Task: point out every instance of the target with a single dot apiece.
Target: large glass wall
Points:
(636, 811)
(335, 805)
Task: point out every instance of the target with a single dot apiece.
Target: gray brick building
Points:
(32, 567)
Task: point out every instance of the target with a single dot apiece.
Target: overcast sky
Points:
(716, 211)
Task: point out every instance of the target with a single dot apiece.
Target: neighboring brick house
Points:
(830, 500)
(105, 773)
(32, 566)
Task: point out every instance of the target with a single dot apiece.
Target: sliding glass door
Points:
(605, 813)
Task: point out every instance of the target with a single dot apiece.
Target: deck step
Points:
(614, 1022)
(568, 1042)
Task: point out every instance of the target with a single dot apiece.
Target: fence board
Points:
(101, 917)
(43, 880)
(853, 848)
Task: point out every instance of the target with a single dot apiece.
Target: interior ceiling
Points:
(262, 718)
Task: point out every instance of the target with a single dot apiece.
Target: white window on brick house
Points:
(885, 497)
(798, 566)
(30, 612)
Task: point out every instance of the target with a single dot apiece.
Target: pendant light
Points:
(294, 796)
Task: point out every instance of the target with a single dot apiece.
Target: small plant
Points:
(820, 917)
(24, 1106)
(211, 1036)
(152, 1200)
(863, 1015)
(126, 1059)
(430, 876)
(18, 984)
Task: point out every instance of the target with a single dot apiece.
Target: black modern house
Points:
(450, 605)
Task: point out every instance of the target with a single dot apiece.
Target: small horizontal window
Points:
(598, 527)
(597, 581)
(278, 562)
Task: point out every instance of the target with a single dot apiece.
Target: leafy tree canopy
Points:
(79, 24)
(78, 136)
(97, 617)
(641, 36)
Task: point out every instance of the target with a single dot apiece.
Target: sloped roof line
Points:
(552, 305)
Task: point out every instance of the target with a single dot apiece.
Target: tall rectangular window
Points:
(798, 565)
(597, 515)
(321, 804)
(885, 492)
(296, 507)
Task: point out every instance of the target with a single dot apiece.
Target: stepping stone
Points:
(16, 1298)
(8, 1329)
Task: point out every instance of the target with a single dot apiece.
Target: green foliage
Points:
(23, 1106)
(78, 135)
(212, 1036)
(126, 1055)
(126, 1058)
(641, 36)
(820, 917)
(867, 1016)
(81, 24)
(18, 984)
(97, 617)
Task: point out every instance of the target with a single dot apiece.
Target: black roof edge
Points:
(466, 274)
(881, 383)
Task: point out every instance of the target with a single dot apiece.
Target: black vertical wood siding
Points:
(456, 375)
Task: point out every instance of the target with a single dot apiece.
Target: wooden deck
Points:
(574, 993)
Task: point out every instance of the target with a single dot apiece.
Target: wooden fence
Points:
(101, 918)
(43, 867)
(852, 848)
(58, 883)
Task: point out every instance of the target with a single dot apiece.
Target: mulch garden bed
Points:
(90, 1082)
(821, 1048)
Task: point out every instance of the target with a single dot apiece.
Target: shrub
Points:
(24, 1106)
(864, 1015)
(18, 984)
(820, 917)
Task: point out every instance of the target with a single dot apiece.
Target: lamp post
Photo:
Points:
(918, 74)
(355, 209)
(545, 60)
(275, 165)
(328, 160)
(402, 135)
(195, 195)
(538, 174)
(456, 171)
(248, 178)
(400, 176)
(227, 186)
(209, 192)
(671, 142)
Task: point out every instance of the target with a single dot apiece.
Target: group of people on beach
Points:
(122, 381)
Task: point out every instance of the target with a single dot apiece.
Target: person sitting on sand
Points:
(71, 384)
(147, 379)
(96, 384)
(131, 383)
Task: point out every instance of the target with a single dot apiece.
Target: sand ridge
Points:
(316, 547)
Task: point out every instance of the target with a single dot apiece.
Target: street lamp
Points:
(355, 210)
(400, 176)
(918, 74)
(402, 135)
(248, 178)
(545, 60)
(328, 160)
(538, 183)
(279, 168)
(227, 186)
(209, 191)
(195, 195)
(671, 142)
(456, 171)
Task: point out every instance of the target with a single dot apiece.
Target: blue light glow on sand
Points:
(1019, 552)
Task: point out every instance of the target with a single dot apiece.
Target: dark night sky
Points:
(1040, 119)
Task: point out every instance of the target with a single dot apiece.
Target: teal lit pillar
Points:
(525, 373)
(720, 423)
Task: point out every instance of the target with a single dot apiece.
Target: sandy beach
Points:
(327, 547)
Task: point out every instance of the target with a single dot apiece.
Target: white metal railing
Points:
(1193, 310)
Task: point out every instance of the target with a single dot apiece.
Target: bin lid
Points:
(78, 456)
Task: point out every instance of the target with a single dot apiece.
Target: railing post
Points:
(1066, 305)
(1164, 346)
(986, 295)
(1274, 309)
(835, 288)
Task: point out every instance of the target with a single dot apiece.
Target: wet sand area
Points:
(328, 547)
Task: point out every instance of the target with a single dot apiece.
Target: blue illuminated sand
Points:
-*-*-
WHAT IS REQUIRED: Copy out the whole listing, exactly as written.

IN RESPONSE:
Task: point out every instance of the target with a single dot apiece.
Target: large glass wall
Points:
(636, 811)
(335, 805)
Task: point out every instance of the target with a single dot apiece.
Target: gray brick building
Points:
(32, 567)
Task: point out every instance of the target with a single dot apiece.
Target: overcast sky
Points:
(716, 211)
Task: point out every instance of the target with a single dot apiece.
Target: neighboring brick house
Points:
(830, 500)
(105, 773)
(32, 566)
Task: point out every instance of the target with a single dot apiece.
Target: sliding glass door
Points:
(605, 813)
Task: point out every instance of the target with a single dot apiece.
Target: deck step
Points:
(614, 1022)
(568, 1042)
Task: point out every instance of the target with a single dot apiece.
Target: fence board
Points:
(101, 917)
(43, 880)
(853, 848)
Task: point out every instance of the target with a single dot apiece.
Target: interior ceiling
Points:
(262, 718)
Task: point out every instance of the target with a single dot apiece.
Target: white window on brick house
Points:
(885, 497)
(798, 566)
(30, 612)
Task: point out every instance of the target with a single dot apiece.
Target: pendant light
Points:
(294, 796)
Task: point out every instance of the target with a single dot apiece.
Target: small plant
Points:
(820, 917)
(24, 1106)
(211, 1036)
(152, 1200)
(863, 1015)
(126, 1059)
(430, 876)
(18, 984)
Task: point out every instance of the target with a single dot apiece.
Target: black modern house
Points:
(450, 605)
Task: point out every instance of the target with a single dot apiece.
Target: small horizontal window
Points:
(598, 527)
(597, 581)
(278, 562)
Task: point out every instance of the target with a single dot apiece.
Target: leafy tree canopy
Points:
(79, 24)
(78, 136)
(97, 617)
(641, 36)
Task: point out every instance of the target with a single dot apiece.
Target: sloped roof line
Points:
(552, 305)
Task: point out every instance of the target with a single dot apiece.
Target: tall rectangular window
Points:
(798, 565)
(597, 515)
(321, 804)
(885, 492)
(296, 507)
Task: point out every instance of the target with a single dot apiece.
Target: stepping stone
Points:
(16, 1298)
(8, 1329)
Task: point out every instance of the target with a single dot apiece.
Target: green foliage
Points:
(23, 1106)
(78, 135)
(212, 1036)
(126, 1055)
(126, 1058)
(641, 36)
(820, 917)
(867, 1016)
(81, 24)
(18, 984)
(97, 617)
Task: point out every instance of the target with a single dot apiece.
Target: black roof edge
Points:
(466, 274)
(881, 383)
Task: point out every instance of the target with a single dot apiece.
Target: black vertical wood siding
Points:
(456, 375)
Task: point out every instance of the target with a single dot apiece.
Target: wooden deck
Points:
(574, 993)
Task: point out every instance of the target with a single dot apiece.
Target: wooden fence
Points:
(101, 918)
(43, 867)
(852, 848)
(58, 883)
Task: point out every instance of the target with a single dot apiece.
Target: mulch garden bed
Points:
(90, 1082)
(821, 1048)
Task: point out every instance of the target with a single dot apiece.
Target: shrub
Points:
(24, 1106)
(864, 1015)
(18, 984)
(820, 917)
Task: point out every instance of the target with a single dot apiece.
Target: lamp post
Photo:
Points:
(918, 74)
(355, 209)
(545, 60)
(275, 165)
(328, 160)
(402, 135)
(195, 195)
(538, 174)
(456, 171)
(248, 178)
(400, 176)
(227, 186)
(209, 192)
(671, 142)
Task: point out every instance of the target with a single dot apiece.
Target: group of people on beach
Points:
(122, 381)
Task: point out every instance of the target with a single dot apiece.
Target: person sitting on sand
Points:
(71, 384)
(147, 379)
(96, 384)
(131, 383)
Task: point out every instance of the target with a single dot apiece.
Target: sand ridge
Points:
(316, 547)
Task: point out every instance of the target with a single dot apiece.
Target: street lamp
Points:
(355, 210)
(400, 176)
(918, 74)
(402, 135)
(248, 178)
(545, 60)
(328, 160)
(538, 183)
(279, 168)
(227, 186)
(209, 191)
(195, 195)
(671, 142)
(456, 171)
Task: point out every instance of the target with a single dot apiece.
Target: blue light glow on sand
Points:
(1019, 552)
Task: point out every instance of the target with a single dot apiece.
Target: dark night sky
Points:
(1040, 119)
Task: point out every instance of the target with a single dot apiece.
Target: teal lit pillar
Points:
(525, 373)
(720, 423)
Task: point out every instance of the target with a single dot apiece.
Target: sandy beach
Points:
(327, 547)
Task: point out every instance of the target with a single dot apiece.
Target: white metal railing
Points:
(1193, 310)
Task: point out every instance of the target with a single dot apiece.
Target: bin lid
Points:
(78, 456)
Task: point out every instance of the target with a single dot apiece.
Target: railing post
Points:
(1066, 305)
(1164, 346)
(986, 295)
(1274, 309)
(835, 288)
Task: point out every instance of the target with a single dot apiece.
Target: wet sand area
Points:
(328, 547)
Task: point out every instance of the target with a single dot apiece.
Target: blue illuminated sand
Points:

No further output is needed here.